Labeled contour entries
++++++++++
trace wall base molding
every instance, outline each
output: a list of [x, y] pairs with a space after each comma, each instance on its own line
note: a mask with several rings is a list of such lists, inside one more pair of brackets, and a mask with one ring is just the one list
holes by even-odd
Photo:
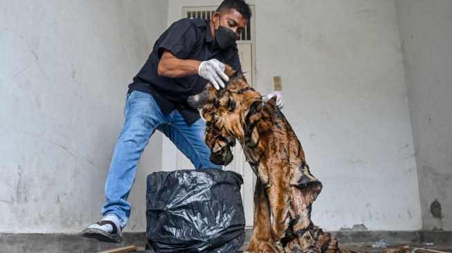
[[[246, 241], [251, 234], [246, 229]], [[340, 244], [371, 245], [381, 239], [390, 244], [433, 243], [435, 245], [451, 245], [452, 231], [337, 231]], [[82, 237], [80, 234], [10, 234], [0, 233], [1, 252], [96, 252], [129, 245], [146, 244], [145, 232], [123, 234], [123, 243], [100, 243]]]

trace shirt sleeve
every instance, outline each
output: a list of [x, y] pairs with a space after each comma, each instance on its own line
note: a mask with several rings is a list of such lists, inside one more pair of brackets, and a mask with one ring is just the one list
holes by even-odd
[[159, 39], [159, 58], [166, 49], [179, 59], [187, 59], [198, 41], [197, 35], [196, 28], [188, 19], [173, 23]]

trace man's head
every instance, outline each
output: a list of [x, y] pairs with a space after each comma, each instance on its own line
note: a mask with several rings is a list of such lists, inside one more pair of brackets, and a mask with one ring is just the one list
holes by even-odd
[[225, 48], [237, 40], [251, 18], [251, 10], [244, 0], [224, 0], [210, 20], [213, 36], [219, 46]]

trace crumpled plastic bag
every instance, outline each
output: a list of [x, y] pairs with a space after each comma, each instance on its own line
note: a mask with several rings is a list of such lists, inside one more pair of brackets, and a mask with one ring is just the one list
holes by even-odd
[[245, 216], [233, 171], [206, 169], [147, 176], [147, 252], [235, 252]]

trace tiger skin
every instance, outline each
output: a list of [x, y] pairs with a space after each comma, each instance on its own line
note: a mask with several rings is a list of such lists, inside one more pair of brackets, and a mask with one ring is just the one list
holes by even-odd
[[262, 104], [242, 75], [228, 66], [226, 73], [226, 88], [217, 91], [208, 84], [188, 102], [206, 120], [210, 160], [230, 162], [237, 140], [257, 176], [254, 227], [246, 252], [338, 252], [336, 237], [311, 221], [322, 184], [309, 172], [291, 125], [274, 99]]

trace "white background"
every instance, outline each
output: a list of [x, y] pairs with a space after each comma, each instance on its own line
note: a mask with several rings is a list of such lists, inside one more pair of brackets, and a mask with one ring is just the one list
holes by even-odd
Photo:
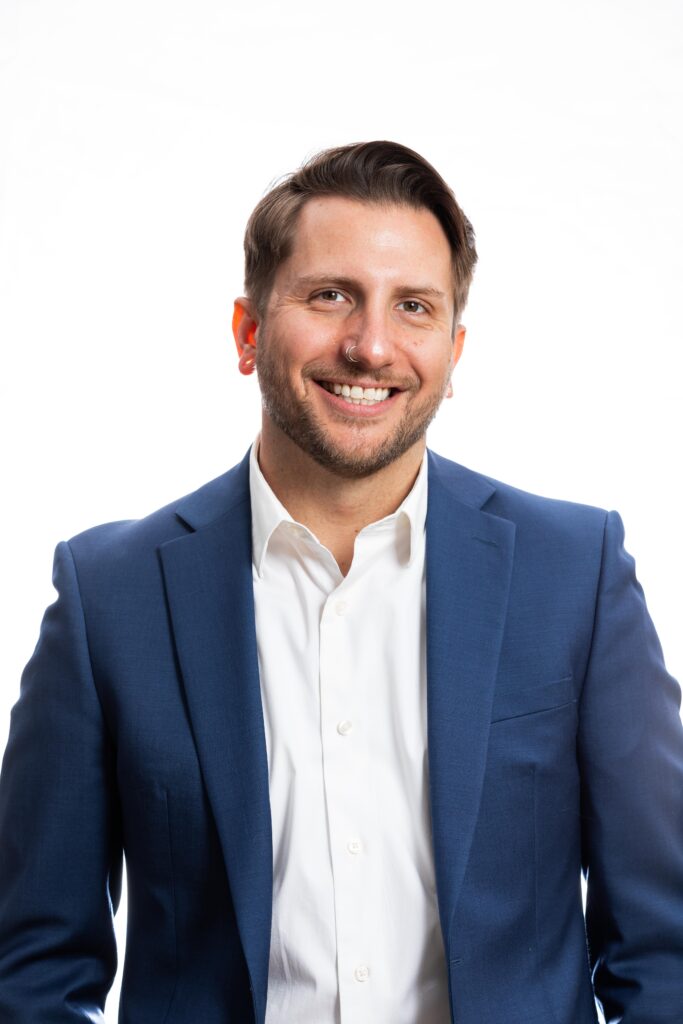
[[682, 30], [680, 0], [0, 0], [2, 745], [55, 543], [258, 429], [229, 333], [251, 209], [371, 138], [477, 231], [431, 446], [616, 508], [681, 676]]

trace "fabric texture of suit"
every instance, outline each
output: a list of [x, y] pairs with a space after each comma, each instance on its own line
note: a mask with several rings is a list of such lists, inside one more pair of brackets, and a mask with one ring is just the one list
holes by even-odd
[[[59, 545], [54, 583], [0, 782], [0, 1021], [102, 1020], [125, 851], [122, 1024], [262, 1024], [248, 458]], [[618, 516], [430, 453], [427, 647], [452, 1020], [594, 1024], [595, 991], [680, 1024], [680, 691]]]

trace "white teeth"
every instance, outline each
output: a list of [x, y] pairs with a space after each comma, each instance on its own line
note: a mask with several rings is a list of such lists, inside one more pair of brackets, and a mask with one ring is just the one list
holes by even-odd
[[341, 395], [342, 398], [345, 398], [346, 401], [353, 406], [375, 406], [378, 401], [385, 401], [391, 393], [391, 388], [388, 387], [362, 388], [358, 384], [337, 384], [328, 381], [321, 381], [319, 383], [326, 391]]

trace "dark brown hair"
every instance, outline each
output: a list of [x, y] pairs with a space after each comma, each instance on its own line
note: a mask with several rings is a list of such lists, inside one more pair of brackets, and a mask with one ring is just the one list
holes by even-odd
[[245, 232], [245, 291], [259, 319], [265, 313], [278, 266], [292, 252], [298, 214], [313, 196], [430, 210], [451, 245], [458, 317], [465, 308], [477, 261], [474, 229], [431, 164], [398, 142], [375, 141], [324, 150], [273, 185], [255, 207]]

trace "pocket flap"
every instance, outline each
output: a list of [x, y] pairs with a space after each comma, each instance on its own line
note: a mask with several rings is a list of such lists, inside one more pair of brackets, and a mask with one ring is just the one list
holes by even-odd
[[564, 676], [550, 683], [527, 686], [521, 690], [502, 690], [494, 700], [492, 722], [506, 718], [519, 718], [538, 711], [550, 711], [573, 700], [572, 677]]

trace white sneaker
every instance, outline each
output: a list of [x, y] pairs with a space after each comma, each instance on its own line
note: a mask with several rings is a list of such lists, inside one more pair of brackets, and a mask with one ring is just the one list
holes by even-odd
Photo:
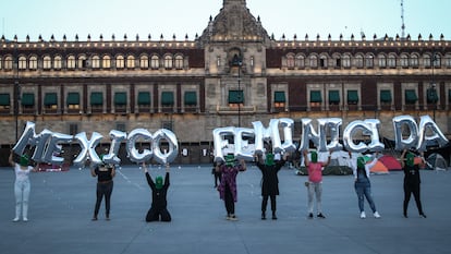
[[377, 213], [377, 210], [375, 211], [374, 216], [375, 216], [376, 219], [380, 219], [380, 215], [379, 215], [379, 213]]

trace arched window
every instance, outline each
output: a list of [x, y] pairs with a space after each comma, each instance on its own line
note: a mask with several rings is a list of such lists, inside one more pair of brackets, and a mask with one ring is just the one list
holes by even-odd
[[175, 69], [182, 70], [183, 69], [183, 56], [175, 56]]
[[101, 68], [103, 69], [110, 69], [111, 68], [111, 57], [110, 56], [103, 56], [101, 60]]
[[149, 68], [149, 57], [146, 55], [141, 56], [139, 58], [139, 68], [141, 69], [148, 69]]
[[118, 57], [115, 57], [115, 68], [117, 69], [123, 69], [124, 68], [124, 56], [119, 55]]
[[75, 69], [75, 56], [68, 57], [68, 69]]
[[19, 70], [26, 70], [26, 58], [24, 56], [19, 57]]
[[92, 65], [93, 69], [99, 69], [100, 68], [100, 57], [97, 56], [97, 55], [93, 56], [90, 65]]
[[53, 60], [53, 69], [61, 70], [61, 68], [62, 68], [62, 58], [61, 56], [56, 56]]
[[160, 68], [160, 58], [158, 56], [156, 56], [156, 55], [151, 56], [150, 68], [151, 69], [159, 69]]
[[127, 56], [126, 57], [126, 68], [134, 69], [135, 68], [135, 57], [134, 56]]
[[29, 70], [37, 70], [37, 57], [36, 56], [32, 56], [32, 57], [29, 57], [29, 60], [28, 61], [29, 61], [28, 62]]
[[42, 58], [42, 69], [50, 70], [51, 69], [51, 58], [50, 56], [45, 56]]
++++++++++
• **What the exercise asks**
Reproduce the rows above word for word, from the line with "trace arched window" up to and including the last line of the rows.

• **Reply**
trace arched window
every instance, outline each
output: a list of [x, y] pairs with a space after each comma, each instance on its own line
note: a mask with several rings is a list of such lists, inside one more pair of brackets, and a mask with one ring is just the one list
holes by even-odd
[[175, 69], [182, 70], [183, 69], [183, 56], [175, 56]]
[[101, 68], [103, 69], [110, 69], [111, 68], [111, 57], [110, 56], [103, 56], [101, 60]]
[[149, 68], [149, 57], [146, 55], [141, 56], [139, 58], [139, 68], [141, 69], [148, 69]]
[[118, 57], [115, 57], [115, 68], [117, 69], [123, 69], [124, 68], [124, 56], [119, 55]]
[[75, 69], [75, 56], [68, 57], [68, 69]]
[[19, 70], [26, 70], [26, 58], [24, 56], [19, 57]]
[[92, 65], [93, 69], [99, 69], [100, 68], [100, 57], [97, 56], [97, 55], [93, 56], [90, 65]]
[[53, 60], [53, 69], [61, 70], [61, 68], [62, 68], [62, 58], [61, 56], [56, 56]]
[[160, 68], [160, 58], [158, 56], [156, 56], [156, 55], [151, 56], [150, 68], [151, 69], [159, 69]]
[[127, 56], [126, 57], [126, 68], [134, 69], [135, 68], [135, 57], [134, 56]]
[[29, 70], [37, 70], [37, 57], [36, 56], [32, 56], [32, 57], [29, 57], [29, 60], [28, 61], [29, 61], [28, 62]]
[[42, 58], [42, 69], [50, 70], [51, 69], [51, 58], [50, 56], [45, 56]]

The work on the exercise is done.